Stored dataset items
□ □ □

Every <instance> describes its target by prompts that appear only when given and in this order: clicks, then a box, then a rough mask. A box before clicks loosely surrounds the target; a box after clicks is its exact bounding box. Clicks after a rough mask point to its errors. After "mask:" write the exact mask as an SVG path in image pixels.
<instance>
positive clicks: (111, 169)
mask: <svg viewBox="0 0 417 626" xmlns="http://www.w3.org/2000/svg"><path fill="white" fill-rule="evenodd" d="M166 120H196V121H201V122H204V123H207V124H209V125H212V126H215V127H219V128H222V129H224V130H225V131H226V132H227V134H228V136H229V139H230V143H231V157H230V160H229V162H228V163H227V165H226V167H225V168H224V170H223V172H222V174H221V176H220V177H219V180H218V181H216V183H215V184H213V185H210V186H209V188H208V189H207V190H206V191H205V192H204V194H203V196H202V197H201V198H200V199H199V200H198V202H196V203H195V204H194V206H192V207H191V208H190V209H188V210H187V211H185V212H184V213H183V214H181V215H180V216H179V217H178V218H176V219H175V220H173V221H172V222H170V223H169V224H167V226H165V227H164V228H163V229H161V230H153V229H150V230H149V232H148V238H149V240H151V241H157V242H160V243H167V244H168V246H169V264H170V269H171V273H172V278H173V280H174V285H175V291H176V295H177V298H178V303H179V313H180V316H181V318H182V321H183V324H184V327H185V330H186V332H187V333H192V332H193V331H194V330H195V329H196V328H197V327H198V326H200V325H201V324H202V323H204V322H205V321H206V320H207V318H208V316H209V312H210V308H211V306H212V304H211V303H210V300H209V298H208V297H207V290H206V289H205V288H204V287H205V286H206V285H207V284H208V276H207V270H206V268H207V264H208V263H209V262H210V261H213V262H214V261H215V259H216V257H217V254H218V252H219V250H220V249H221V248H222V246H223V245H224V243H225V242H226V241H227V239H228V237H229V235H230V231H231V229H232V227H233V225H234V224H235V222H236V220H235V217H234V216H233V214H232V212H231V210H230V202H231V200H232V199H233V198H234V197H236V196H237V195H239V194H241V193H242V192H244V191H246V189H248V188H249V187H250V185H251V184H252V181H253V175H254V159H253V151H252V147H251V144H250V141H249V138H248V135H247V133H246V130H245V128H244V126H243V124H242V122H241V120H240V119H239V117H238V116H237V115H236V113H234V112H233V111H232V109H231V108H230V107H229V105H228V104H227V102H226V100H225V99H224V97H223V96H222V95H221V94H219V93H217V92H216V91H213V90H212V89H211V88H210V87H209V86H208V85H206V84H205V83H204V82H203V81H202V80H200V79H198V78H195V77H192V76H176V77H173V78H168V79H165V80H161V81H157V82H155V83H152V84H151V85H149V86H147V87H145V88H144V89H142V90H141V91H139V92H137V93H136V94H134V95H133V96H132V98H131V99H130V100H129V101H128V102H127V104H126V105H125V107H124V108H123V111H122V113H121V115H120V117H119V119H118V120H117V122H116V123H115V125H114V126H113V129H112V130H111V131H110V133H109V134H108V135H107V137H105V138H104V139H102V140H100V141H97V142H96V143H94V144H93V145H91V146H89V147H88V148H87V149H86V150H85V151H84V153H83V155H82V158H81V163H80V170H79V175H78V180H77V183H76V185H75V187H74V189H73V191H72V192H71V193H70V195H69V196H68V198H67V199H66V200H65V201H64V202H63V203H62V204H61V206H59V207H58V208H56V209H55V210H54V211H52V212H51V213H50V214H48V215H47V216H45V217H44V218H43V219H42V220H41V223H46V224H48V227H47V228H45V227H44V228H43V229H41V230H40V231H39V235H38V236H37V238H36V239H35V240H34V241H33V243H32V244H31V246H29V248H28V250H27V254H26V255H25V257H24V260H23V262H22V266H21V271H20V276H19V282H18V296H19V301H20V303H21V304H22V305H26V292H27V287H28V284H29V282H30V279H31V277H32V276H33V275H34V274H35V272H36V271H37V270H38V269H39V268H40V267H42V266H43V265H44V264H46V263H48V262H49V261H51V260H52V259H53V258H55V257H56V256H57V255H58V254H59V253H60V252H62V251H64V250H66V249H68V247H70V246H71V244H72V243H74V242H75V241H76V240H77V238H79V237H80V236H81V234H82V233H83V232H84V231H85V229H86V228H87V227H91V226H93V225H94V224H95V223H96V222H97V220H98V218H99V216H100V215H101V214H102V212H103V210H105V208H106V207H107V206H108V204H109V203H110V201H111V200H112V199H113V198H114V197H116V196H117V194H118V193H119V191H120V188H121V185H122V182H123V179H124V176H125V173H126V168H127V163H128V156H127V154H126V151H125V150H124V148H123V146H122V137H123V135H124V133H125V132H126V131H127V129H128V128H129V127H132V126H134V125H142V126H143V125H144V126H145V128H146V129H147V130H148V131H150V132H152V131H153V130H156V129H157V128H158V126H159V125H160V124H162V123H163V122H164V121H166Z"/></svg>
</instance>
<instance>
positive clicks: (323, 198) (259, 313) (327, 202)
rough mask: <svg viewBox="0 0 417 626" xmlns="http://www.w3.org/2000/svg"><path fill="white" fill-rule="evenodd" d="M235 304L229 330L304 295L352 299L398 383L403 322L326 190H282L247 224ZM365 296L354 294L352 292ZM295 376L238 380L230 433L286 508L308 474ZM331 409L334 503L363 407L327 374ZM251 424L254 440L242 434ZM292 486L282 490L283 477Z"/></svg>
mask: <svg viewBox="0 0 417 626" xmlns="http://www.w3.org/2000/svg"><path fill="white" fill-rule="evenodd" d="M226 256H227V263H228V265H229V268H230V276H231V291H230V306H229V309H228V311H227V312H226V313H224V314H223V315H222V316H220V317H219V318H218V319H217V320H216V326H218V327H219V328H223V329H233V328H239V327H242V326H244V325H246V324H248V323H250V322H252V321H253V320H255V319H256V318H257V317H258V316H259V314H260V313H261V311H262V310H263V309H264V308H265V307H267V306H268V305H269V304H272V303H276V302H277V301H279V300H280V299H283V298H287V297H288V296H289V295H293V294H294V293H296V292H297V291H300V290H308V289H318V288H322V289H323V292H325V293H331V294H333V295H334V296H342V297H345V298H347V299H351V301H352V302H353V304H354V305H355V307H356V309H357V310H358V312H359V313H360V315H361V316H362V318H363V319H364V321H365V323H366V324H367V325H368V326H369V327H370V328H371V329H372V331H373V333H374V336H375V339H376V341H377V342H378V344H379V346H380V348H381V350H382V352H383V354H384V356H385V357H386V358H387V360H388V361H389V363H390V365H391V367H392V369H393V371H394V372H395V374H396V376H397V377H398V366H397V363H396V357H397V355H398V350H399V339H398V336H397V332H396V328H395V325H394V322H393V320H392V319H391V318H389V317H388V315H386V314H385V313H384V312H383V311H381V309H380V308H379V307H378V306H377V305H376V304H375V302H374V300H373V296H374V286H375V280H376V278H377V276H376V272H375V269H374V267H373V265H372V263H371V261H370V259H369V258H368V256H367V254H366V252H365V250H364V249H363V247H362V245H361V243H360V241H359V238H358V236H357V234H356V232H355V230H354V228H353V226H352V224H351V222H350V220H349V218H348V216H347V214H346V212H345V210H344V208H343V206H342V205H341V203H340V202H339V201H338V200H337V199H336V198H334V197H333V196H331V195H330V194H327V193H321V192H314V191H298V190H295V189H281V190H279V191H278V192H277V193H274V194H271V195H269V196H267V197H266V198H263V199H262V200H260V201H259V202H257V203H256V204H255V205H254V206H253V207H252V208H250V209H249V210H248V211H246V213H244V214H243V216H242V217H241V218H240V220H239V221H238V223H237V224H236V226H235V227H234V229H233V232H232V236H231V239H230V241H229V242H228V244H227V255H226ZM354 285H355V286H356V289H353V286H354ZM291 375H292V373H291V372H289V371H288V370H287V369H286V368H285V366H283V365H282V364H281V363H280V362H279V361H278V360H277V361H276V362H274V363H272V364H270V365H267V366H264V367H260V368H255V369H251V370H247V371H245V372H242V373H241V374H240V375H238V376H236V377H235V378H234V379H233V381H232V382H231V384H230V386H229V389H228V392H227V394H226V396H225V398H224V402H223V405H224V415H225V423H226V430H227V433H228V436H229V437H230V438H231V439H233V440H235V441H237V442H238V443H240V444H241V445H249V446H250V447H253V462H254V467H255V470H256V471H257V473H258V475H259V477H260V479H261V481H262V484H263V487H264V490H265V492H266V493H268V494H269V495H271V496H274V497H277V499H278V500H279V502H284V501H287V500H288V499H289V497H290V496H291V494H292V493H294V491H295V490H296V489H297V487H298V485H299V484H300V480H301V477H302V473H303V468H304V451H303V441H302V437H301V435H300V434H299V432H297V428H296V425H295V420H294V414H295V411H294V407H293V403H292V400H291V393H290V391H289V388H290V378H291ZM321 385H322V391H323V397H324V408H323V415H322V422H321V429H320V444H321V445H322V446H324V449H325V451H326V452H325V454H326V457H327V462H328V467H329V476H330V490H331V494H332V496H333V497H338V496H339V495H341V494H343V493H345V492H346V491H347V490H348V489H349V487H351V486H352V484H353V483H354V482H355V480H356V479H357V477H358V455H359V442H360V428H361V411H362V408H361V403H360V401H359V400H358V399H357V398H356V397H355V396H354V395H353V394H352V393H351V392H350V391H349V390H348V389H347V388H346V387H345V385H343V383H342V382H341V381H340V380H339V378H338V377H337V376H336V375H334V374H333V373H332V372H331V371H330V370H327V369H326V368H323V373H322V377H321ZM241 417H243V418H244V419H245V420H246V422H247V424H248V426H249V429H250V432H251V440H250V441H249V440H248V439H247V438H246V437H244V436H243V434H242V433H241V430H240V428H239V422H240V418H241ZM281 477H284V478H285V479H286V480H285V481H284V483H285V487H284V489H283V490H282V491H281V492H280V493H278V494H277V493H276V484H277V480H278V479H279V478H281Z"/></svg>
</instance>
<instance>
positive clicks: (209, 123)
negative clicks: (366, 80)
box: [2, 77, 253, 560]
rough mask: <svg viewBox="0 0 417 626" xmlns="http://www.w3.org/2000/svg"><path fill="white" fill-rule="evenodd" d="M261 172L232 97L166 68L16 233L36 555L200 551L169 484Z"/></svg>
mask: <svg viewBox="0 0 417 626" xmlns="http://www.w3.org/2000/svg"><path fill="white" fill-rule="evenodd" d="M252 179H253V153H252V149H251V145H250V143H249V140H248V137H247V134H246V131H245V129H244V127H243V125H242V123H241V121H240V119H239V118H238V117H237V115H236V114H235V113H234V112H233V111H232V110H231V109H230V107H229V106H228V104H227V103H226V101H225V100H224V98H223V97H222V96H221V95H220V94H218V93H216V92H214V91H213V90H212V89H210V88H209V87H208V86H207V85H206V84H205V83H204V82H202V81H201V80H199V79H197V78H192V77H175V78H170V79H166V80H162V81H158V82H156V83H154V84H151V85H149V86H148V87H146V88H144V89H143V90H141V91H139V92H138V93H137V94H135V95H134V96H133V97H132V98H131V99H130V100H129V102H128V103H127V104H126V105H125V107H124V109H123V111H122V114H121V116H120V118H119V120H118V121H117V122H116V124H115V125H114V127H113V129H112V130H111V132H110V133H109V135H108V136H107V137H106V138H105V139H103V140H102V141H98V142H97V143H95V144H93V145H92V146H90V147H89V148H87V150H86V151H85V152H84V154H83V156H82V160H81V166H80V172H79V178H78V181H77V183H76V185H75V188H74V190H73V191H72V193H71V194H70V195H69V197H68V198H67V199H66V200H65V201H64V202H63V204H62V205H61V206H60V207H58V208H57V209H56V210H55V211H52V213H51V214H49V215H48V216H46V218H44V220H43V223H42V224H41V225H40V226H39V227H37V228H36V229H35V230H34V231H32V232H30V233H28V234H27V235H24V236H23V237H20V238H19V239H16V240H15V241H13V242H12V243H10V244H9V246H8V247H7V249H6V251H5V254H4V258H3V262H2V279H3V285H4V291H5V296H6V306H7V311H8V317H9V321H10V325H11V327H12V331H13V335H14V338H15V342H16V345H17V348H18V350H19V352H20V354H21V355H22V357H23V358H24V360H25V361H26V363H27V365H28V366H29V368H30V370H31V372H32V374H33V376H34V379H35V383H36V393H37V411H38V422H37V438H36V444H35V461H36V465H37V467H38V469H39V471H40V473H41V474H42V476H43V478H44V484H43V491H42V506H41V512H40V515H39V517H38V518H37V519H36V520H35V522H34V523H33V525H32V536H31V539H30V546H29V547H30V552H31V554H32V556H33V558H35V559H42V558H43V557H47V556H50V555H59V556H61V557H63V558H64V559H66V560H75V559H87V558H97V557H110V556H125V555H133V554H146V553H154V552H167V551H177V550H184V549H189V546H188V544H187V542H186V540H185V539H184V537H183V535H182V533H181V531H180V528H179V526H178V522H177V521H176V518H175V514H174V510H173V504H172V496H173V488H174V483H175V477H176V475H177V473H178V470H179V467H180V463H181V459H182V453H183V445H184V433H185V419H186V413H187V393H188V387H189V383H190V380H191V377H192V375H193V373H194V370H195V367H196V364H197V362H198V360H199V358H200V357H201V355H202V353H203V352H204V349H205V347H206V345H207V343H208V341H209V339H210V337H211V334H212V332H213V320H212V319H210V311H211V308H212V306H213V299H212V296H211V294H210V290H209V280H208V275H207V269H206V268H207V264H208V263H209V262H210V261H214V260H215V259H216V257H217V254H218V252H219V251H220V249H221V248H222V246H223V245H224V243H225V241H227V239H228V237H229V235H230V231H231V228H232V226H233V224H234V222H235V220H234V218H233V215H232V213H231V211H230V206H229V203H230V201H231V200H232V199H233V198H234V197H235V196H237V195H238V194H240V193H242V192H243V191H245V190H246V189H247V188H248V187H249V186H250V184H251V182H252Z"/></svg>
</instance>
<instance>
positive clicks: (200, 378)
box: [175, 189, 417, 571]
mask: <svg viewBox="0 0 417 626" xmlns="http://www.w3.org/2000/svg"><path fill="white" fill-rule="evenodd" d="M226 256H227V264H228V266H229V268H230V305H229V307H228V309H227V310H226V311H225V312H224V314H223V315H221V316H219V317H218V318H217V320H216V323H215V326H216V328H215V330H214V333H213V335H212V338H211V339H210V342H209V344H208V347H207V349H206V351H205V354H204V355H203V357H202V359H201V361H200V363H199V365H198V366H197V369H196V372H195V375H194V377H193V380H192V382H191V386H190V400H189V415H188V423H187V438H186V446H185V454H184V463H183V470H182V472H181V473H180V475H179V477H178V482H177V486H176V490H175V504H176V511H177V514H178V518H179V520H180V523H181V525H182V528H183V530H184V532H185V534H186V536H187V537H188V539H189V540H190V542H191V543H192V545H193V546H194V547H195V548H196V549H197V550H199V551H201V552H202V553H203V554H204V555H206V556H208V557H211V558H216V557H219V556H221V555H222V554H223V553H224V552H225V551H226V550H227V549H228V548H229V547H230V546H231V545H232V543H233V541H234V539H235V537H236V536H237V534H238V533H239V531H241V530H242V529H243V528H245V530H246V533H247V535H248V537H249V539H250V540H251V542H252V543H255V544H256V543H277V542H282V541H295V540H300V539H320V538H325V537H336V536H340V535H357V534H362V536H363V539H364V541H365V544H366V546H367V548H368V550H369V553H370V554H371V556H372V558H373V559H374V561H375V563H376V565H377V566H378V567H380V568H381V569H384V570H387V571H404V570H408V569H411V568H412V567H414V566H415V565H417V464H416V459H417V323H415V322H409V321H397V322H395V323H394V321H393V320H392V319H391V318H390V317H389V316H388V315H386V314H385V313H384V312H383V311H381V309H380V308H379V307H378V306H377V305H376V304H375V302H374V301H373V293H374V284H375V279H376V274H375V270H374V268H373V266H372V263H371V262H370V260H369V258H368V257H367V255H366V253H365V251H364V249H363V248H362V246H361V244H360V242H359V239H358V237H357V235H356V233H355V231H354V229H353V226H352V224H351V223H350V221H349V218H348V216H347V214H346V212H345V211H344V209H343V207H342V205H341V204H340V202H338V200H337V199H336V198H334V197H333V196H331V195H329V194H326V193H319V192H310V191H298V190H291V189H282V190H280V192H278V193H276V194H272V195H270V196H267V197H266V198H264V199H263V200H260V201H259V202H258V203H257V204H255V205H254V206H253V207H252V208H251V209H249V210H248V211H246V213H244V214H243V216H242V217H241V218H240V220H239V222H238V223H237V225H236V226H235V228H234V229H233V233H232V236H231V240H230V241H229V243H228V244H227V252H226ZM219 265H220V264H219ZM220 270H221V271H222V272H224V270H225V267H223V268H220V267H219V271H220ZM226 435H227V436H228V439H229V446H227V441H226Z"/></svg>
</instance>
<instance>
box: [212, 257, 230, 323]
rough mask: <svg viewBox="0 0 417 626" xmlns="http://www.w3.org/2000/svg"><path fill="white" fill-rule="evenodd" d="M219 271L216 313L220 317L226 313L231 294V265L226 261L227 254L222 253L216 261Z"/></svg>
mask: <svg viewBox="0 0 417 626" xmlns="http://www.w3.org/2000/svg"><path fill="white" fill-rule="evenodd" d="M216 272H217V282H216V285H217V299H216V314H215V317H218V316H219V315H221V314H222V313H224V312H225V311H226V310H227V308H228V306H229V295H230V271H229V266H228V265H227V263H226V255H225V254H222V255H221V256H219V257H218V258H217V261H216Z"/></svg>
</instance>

□ □ □

_Your task_.
Return each line above where the word "positive" shows up.

_Solution for this exercise_.
positive clicks: (111, 169)
positive clicks: (323, 198) (259, 313) (327, 202)
positive clicks: (209, 123)
positive clicks: (200, 378)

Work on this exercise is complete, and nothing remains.